____ RECORDS PROVIDED

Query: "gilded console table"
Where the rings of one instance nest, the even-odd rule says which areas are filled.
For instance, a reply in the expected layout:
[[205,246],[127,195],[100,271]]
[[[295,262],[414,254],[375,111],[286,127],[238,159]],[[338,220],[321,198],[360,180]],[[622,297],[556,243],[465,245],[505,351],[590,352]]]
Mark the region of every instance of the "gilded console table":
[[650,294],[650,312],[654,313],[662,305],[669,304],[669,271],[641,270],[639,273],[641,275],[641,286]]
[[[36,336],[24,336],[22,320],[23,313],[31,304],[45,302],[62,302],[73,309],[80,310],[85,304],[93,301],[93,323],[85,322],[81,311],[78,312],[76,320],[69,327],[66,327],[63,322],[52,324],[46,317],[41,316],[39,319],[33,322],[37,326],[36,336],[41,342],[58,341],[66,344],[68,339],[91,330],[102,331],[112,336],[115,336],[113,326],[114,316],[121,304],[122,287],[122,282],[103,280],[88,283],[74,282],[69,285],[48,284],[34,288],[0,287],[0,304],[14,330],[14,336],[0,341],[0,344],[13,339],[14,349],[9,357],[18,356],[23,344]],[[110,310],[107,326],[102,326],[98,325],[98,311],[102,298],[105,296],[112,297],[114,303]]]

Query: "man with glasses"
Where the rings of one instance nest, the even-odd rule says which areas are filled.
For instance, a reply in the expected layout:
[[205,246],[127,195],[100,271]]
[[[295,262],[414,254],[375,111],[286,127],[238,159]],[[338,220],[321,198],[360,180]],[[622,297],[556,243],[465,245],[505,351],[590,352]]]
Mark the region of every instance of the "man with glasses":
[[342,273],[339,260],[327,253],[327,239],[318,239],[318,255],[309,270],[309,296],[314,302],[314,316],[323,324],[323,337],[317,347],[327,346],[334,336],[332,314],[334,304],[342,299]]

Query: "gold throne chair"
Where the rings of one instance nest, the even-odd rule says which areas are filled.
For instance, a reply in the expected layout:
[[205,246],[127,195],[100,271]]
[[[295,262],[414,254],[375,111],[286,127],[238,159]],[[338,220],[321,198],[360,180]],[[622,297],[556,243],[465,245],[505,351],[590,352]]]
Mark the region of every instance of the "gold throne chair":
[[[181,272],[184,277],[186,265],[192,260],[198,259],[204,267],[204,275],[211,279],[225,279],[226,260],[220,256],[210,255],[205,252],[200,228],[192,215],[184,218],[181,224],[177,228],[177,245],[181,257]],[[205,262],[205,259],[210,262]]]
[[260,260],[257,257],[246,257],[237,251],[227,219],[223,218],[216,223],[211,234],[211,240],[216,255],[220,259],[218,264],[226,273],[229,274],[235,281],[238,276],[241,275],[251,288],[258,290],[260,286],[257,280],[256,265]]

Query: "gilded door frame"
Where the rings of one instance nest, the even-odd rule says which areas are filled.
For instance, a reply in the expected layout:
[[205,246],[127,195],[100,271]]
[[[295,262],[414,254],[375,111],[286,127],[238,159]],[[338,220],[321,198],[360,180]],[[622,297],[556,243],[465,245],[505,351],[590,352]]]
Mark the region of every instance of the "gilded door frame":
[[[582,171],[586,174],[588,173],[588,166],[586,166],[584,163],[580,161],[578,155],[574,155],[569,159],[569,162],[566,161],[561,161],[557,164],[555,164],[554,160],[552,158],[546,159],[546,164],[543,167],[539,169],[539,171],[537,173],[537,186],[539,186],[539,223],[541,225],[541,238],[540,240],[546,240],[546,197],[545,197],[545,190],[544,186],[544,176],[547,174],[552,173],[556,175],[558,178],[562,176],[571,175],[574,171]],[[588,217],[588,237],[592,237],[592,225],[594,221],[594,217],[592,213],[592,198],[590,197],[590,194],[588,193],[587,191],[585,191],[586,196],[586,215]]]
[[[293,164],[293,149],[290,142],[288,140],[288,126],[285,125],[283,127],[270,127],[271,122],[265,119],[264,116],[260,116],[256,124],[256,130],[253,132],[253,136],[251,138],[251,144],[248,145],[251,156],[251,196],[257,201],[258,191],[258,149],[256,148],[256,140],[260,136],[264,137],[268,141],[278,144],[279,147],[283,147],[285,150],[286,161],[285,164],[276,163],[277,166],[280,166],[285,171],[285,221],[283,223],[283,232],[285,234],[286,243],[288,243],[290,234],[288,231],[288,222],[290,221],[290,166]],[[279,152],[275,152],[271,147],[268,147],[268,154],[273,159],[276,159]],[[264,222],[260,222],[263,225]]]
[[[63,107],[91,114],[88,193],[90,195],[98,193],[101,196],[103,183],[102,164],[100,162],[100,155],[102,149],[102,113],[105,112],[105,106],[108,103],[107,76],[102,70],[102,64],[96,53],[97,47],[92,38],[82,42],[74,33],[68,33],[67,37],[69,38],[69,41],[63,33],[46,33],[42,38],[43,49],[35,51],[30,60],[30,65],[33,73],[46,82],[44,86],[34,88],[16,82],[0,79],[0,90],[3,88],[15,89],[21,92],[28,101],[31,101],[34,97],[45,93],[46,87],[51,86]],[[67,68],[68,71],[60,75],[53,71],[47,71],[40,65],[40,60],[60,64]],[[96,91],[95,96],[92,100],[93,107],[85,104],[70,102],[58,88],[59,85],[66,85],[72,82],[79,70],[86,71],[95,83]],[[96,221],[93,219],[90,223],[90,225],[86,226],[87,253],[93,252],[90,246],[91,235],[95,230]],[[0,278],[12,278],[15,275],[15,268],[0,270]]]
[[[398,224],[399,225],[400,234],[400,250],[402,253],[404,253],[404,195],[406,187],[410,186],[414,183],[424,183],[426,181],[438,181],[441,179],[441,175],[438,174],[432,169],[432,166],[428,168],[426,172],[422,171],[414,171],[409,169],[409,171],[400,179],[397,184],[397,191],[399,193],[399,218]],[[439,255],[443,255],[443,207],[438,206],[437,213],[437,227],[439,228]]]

________

INSTRUCTIONS FOR THE TASK: Every entry must be quoted exactly as it appears above.

COMPLETE RESPONSE:
Query: "gilded console table"
Where the rings of one instance nest, the even-odd rule says which areas are filled.
For instance, a reply in the expected layout:
[[205,246],[127,195],[100,271]]
[[[295,262],[414,254],[375,111],[286,127],[238,159]],[[338,220],[321,198],[360,180]],[[622,297],[556,243],[465,245],[505,351],[590,352]]]
Mark the region of every instance of the "gilded console table":
[[650,294],[650,312],[654,313],[662,305],[669,304],[669,271],[641,270],[639,273],[641,275],[641,286]]
[[[36,336],[24,336],[22,320],[23,313],[31,304],[45,302],[62,302],[73,309],[80,310],[85,304],[93,301],[93,323],[85,322],[81,311],[78,312],[76,320],[69,327],[66,327],[63,322],[52,324],[46,317],[41,316],[39,319],[33,322],[37,326],[36,336],[41,342],[58,341],[66,344],[68,339],[91,330],[102,331],[112,336],[115,336],[113,326],[114,316],[121,304],[122,287],[122,282],[103,280],[88,283],[74,282],[69,285],[48,284],[34,288],[0,287],[0,304],[14,330],[14,336],[0,341],[0,344],[13,339],[14,349],[9,357],[18,356],[23,344]],[[110,310],[107,326],[102,326],[98,325],[98,311],[102,298],[105,296],[112,297],[114,303]]]

Query: "man with glasses"
Where the rings of one instance nest, the even-odd rule says which areas are filled.
For instance, a reply in the expected layout:
[[205,246],[127,195],[100,271]]
[[[295,262],[414,254],[375,111],[286,127],[238,159]],[[338,220],[321,198],[360,180]],[[622,297],[556,243],[465,245],[505,351],[590,352]]]
Mark the region of every instance of the "man with glasses":
[[342,273],[339,260],[327,253],[327,239],[318,239],[318,255],[309,270],[309,296],[314,302],[314,316],[323,324],[323,337],[317,347],[327,346],[334,336],[332,314],[334,304],[342,299]]

Query: "gold throne chair"
Where the rings of one instance nest, the even-odd rule says which areas are filled.
For instance, a reply in the expected layout:
[[205,246],[127,195],[100,271]]
[[[295,262],[414,254],[375,111],[286,127],[238,159]],[[338,220],[321,198],[360,180]],[[622,297],[556,243],[465,245],[505,351],[590,352]]]
Mark the region of every instance of the "gold throne chair":
[[[181,272],[184,277],[186,265],[192,260],[198,259],[204,267],[204,275],[211,279],[225,279],[226,260],[220,256],[210,255],[205,252],[200,228],[192,215],[184,218],[181,224],[177,228],[177,245],[181,257]],[[205,262],[205,259],[210,262]]]
[[260,260],[257,257],[246,257],[237,251],[227,219],[223,218],[216,223],[211,234],[211,240],[216,255],[220,259],[218,264],[226,273],[229,274],[235,281],[238,276],[241,275],[251,288],[258,290],[260,286],[257,280],[256,265]]

Query: "gilded door frame"
Where the rings of one instance nest, the even-odd rule says which areas are filled.
For instance, a reply in the expected layout:
[[205,246],[127,195],[100,271]]
[[[295,262],[414,254],[375,111],[286,127],[238,159]],[[338,220],[321,198],[360,180]],[[622,297],[556,243],[465,245],[505,351],[590,352]]]
Mark the region of every instance of the "gilded door frame":
[[[582,171],[586,174],[588,173],[588,166],[586,166],[584,163],[580,161],[578,155],[574,155],[569,159],[569,162],[566,161],[561,161],[557,164],[555,164],[554,160],[552,158],[546,159],[546,164],[543,167],[539,169],[539,171],[537,173],[537,186],[539,186],[539,223],[541,225],[541,238],[540,240],[546,240],[546,197],[545,197],[545,190],[544,186],[544,176],[547,174],[552,173],[556,175],[558,178],[562,176],[571,175],[574,171]],[[588,217],[588,237],[592,237],[592,225],[594,221],[594,217],[592,213],[592,198],[590,197],[590,194],[588,193],[587,191],[585,191],[586,196],[586,215]]]
[[[293,164],[293,149],[290,142],[288,140],[288,126],[285,125],[283,127],[270,127],[271,122],[265,119],[264,116],[260,116],[256,124],[256,130],[253,132],[253,136],[251,138],[251,144],[248,145],[251,156],[251,196],[257,201],[258,191],[258,149],[256,148],[256,140],[260,136],[264,137],[268,141],[278,144],[279,147],[283,147],[285,150],[286,161],[285,164],[276,163],[277,166],[280,166],[285,171],[285,221],[283,223],[283,232],[285,234],[286,243],[288,243],[290,234],[288,231],[288,222],[290,221],[290,166]],[[279,152],[275,152],[271,147],[268,147],[268,154],[273,159],[276,159]],[[264,222],[260,222],[263,225]]]
[[[63,107],[91,114],[88,193],[90,195],[98,193],[101,196],[103,183],[102,164],[100,162],[100,155],[102,149],[102,113],[105,112],[105,106],[108,103],[107,76],[102,70],[102,64],[96,53],[97,47],[92,38],[82,42],[74,33],[68,33],[67,37],[69,38],[69,41],[63,33],[46,33],[42,38],[43,49],[35,51],[30,60],[30,65],[33,73],[46,82],[44,86],[34,88],[16,82],[0,79],[0,90],[3,88],[15,89],[21,92],[28,101],[31,101],[34,97],[45,93],[46,87],[51,86]],[[67,68],[68,71],[60,75],[53,71],[47,71],[40,65],[40,60],[60,64]],[[96,91],[95,96],[92,100],[93,107],[85,104],[70,102],[58,88],[59,85],[66,85],[72,82],[79,70],[86,71],[95,83]],[[96,221],[93,219],[90,223],[90,225],[86,226],[87,253],[93,252],[90,246],[91,235],[95,230]],[[0,278],[12,278],[15,275],[15,268],[0,270]]]
[[[398,224],[399,225],[400,234],[400,250],[402,253],[404,253],[404,195],[406,187],[410,186],[414,183],[424,183],[426,181],[438,181],[441,179],[441,175],[438,174],[432,169],[432,166],[428,168],[426,172],[422,171],[414,171],[409,169],[409,171],[400,179],[397,184],[397,191],[399,193],[399,218]],[[439,255],[443,255],[443,207],[438,206],[437,213],[437,227],[439,228]]]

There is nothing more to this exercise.